▶ **What the task requires**:
Take the data that follows and retype it word for word.
::::::::
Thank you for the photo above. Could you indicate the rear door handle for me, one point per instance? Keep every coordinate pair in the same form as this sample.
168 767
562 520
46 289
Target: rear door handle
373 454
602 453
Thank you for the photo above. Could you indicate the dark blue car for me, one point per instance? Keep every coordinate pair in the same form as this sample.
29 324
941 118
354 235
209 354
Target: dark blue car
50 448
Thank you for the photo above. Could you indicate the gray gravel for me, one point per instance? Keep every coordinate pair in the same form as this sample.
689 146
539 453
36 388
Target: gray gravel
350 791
::::::::
▶ **Solved exercise**:
Thank you for the photo above. Could you indicate the rear door handle for me, one point per instance? Keep every coordinate pair in the same form as this sample.
168 767
562 520
46 289
Target: rear door handle
373 454
602 453
Thank you for the photo above. Could you indicate the dark blue car for me, one point per instance? Keep every coordinate pair in the same form as this sample.
29 324
941 118
354 235
209 354
Target: dark blue car
50 448
Thank you for the photo above. Could you indicate the gray gravel for me, one point per instance? Keep every coordinate pair in the same form as this sample.
689 146
539 453
36 388
Target: gray gravel
350 791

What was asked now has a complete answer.